+++ Data extracts +++

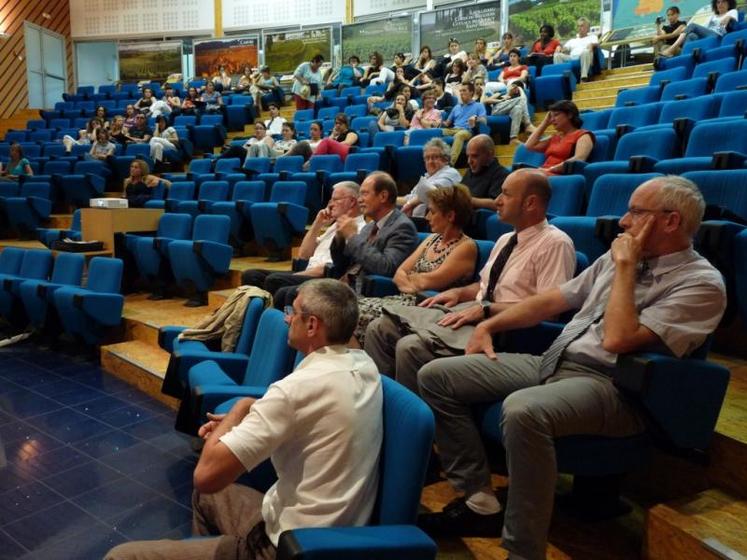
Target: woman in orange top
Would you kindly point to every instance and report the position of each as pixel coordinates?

+++
+++ Data extracts +++

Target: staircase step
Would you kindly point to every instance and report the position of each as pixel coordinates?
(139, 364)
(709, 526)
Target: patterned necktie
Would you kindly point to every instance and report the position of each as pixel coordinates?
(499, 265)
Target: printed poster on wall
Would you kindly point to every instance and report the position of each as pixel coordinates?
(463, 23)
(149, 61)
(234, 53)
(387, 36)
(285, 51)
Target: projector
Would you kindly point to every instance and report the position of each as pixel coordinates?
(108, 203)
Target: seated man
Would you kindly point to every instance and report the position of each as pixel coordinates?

+++

Assigned task: All lines from the listing above that include "Target" should be shown.

Answer to the exercise:
Target: woman in orange top
Target: staircase step
Target: patterned necktie
Target: printed poster on wall
Target: projector
Target: seated man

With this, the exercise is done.